> [Work instructions]
Reproduce the lines below character for character, beginning with the line that contains "query: office building" and running through the line that contains "59 133 L 59", with both of those lines included.

> [Data for this task]

_____

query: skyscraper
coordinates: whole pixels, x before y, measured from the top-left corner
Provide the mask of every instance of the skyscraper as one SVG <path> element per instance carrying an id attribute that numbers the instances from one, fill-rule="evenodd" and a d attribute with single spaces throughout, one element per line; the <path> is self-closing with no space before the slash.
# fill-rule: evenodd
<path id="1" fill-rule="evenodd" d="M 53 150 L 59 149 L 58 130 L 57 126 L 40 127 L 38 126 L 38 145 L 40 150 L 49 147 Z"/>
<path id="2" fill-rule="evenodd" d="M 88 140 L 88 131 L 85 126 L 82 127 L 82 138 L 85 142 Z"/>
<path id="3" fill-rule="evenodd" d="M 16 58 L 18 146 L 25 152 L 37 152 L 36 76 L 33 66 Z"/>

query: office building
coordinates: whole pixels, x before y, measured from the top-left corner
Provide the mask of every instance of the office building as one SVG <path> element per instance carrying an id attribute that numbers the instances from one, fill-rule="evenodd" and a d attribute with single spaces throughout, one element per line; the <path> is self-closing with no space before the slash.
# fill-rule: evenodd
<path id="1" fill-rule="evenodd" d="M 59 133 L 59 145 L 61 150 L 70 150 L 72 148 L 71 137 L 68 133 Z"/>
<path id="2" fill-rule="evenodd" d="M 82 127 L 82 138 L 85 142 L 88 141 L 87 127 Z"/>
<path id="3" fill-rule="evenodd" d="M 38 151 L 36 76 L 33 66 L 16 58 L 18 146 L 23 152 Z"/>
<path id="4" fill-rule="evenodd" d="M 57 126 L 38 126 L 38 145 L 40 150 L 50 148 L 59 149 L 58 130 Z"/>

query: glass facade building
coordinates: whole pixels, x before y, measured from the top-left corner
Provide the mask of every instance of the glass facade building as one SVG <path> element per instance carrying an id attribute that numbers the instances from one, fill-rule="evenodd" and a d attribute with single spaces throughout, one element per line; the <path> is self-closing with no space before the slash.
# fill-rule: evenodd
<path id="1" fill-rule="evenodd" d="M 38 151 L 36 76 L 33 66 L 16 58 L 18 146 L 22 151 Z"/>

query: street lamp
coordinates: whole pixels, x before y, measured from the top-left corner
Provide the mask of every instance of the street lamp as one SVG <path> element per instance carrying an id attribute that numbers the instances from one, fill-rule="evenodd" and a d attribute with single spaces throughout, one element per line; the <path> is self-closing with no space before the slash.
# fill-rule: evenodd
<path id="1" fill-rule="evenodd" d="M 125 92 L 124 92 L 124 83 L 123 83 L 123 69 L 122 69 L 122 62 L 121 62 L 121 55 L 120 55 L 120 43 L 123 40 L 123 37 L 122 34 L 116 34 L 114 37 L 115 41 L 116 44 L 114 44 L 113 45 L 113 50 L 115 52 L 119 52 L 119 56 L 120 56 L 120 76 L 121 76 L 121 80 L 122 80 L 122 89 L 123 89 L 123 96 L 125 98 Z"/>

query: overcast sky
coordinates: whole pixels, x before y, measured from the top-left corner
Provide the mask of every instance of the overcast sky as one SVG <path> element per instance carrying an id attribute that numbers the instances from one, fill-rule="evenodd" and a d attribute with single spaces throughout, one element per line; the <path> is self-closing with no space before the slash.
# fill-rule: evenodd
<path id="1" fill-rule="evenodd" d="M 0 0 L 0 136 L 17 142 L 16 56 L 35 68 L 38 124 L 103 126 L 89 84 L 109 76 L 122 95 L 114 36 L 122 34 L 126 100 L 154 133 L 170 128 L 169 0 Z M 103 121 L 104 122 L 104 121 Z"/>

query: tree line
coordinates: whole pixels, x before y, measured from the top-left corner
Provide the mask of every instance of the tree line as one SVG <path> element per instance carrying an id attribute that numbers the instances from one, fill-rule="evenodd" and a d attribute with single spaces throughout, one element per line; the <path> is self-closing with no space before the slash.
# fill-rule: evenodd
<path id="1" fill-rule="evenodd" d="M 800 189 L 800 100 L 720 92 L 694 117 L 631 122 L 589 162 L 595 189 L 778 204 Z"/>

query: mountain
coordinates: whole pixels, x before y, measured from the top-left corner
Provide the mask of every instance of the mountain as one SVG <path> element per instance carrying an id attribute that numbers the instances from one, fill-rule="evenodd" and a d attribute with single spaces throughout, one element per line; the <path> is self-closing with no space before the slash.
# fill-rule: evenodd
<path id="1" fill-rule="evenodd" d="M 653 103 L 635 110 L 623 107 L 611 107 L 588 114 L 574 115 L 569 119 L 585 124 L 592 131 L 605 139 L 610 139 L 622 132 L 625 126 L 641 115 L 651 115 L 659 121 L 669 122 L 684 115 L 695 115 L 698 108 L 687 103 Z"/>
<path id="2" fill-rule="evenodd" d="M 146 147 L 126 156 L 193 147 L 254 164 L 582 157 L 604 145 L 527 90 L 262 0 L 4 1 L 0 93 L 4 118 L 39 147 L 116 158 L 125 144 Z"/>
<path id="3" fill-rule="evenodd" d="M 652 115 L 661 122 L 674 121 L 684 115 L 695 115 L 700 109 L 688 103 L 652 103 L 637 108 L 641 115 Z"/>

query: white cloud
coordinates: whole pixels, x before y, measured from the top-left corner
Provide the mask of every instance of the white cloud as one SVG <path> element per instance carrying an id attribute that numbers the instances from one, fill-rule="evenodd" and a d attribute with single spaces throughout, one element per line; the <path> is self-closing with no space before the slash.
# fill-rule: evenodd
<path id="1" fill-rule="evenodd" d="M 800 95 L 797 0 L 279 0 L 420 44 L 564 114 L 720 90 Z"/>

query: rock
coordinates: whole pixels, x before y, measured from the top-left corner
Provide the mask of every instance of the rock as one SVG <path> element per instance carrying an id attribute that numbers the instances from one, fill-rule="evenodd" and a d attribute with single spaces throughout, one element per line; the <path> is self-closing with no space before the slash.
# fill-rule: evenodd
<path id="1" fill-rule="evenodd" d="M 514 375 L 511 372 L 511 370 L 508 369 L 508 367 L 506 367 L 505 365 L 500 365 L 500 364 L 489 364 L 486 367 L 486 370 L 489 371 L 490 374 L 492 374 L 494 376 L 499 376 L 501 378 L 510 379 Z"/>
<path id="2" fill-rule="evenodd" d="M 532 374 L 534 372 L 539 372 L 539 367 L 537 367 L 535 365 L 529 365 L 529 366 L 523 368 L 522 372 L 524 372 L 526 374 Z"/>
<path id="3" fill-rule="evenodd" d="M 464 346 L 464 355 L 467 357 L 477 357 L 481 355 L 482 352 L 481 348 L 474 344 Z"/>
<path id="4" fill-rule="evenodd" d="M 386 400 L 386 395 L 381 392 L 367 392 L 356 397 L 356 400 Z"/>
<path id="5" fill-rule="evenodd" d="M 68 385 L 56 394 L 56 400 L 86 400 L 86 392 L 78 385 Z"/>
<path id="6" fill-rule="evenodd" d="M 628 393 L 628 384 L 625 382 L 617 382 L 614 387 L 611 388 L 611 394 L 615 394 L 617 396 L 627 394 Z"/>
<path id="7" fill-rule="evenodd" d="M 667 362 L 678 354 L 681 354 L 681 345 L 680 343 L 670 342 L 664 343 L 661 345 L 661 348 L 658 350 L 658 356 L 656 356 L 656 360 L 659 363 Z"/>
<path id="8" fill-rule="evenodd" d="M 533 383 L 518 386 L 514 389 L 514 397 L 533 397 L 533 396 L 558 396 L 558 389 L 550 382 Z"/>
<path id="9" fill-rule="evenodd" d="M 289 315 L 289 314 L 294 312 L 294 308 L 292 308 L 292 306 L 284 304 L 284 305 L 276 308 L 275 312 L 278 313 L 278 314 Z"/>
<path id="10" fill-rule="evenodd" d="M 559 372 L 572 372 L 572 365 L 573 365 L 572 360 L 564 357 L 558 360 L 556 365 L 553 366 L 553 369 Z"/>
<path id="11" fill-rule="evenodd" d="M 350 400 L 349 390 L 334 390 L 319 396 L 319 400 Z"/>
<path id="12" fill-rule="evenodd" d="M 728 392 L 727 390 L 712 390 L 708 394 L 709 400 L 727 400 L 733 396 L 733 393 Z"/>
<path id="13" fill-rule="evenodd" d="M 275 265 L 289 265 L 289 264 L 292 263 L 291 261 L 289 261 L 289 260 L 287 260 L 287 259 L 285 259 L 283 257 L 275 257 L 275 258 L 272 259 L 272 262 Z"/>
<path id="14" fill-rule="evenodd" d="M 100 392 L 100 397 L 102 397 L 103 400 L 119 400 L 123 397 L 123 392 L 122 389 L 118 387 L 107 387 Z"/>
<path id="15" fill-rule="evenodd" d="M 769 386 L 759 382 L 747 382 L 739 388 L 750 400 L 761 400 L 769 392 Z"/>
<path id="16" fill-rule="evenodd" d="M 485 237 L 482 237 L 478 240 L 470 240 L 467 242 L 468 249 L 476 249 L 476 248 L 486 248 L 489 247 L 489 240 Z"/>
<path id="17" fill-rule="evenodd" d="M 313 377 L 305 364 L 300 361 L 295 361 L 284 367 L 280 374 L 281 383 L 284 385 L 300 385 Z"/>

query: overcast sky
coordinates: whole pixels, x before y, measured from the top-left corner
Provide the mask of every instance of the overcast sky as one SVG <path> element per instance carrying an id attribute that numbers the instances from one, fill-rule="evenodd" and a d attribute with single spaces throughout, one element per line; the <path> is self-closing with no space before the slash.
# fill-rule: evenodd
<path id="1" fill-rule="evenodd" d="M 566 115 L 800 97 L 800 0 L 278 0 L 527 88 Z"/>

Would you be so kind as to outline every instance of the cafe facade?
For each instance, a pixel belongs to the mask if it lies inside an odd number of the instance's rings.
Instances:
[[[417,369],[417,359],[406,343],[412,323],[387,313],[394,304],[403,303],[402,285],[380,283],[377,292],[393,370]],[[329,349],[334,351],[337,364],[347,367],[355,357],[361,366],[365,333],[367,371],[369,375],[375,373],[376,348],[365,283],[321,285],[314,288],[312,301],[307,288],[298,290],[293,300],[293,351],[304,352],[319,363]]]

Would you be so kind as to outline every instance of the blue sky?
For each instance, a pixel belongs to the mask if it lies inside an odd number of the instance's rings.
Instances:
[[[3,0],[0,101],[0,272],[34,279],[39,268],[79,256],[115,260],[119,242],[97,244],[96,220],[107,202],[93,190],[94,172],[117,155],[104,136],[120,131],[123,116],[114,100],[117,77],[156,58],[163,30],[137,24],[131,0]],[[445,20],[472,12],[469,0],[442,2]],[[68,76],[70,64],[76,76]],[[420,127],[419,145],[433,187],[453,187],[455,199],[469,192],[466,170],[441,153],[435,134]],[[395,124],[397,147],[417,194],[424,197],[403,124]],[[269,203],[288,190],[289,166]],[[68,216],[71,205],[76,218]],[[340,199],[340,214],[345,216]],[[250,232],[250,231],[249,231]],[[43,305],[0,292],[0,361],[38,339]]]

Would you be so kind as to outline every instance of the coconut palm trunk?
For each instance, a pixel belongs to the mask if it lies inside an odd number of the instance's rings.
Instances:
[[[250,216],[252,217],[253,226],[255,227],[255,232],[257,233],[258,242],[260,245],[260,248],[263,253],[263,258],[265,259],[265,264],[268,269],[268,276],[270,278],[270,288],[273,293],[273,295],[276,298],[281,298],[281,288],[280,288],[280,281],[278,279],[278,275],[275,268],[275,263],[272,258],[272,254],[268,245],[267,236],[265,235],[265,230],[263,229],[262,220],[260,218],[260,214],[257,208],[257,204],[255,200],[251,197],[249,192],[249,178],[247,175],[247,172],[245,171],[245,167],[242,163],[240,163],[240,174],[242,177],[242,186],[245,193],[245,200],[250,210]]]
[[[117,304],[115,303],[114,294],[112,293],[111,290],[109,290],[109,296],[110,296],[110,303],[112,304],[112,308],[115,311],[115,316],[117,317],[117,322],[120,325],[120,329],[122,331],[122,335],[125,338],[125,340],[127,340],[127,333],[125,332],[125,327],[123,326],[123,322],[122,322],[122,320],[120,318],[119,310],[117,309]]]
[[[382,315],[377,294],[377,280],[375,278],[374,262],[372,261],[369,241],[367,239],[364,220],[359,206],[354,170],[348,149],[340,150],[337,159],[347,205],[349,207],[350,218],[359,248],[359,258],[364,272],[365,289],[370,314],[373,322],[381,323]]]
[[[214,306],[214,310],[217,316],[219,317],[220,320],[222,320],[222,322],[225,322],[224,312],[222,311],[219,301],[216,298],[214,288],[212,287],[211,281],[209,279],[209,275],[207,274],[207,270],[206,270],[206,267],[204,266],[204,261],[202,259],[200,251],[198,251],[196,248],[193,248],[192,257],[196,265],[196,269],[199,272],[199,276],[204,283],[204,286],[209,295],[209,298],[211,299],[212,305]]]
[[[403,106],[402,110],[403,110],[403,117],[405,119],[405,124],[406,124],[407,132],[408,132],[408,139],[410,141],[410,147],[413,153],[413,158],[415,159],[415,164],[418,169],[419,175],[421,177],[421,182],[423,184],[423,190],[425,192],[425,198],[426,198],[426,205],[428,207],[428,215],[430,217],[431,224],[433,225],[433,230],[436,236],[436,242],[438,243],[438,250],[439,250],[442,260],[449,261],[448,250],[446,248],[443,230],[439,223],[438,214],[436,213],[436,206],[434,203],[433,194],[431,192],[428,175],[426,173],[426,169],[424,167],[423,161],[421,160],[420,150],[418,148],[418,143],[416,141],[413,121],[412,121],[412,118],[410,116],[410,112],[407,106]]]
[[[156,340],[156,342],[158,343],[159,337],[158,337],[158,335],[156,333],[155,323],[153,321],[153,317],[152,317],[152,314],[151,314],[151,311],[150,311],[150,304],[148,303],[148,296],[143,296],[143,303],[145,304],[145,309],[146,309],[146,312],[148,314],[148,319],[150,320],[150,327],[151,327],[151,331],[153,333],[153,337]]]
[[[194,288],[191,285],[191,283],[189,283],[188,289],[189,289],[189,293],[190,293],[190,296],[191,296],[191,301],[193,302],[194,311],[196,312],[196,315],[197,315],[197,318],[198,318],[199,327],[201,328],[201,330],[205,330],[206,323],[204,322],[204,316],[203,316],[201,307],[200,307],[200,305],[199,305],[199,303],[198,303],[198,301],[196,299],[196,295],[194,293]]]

_____

> [Response to this task]
query: office building
coordinates: whole pixels, x before y, measured from the top-left corner
Provide the mask of every instance of the office building as one SVG <path> element per instance carrying an id attribute that numbers the instances from one, fill-rule="evenodd" and a d attribute with single spaces throughout, one element per line; the <path> is self-closing with no space before the slash.
# fill-rule: evenodd
<path id="1" fill-rule="evenodd" d="M 59 133 L 59 145 L 61 150 L 70 150 L 72 148 L 71 137 L 68 133 Z"/>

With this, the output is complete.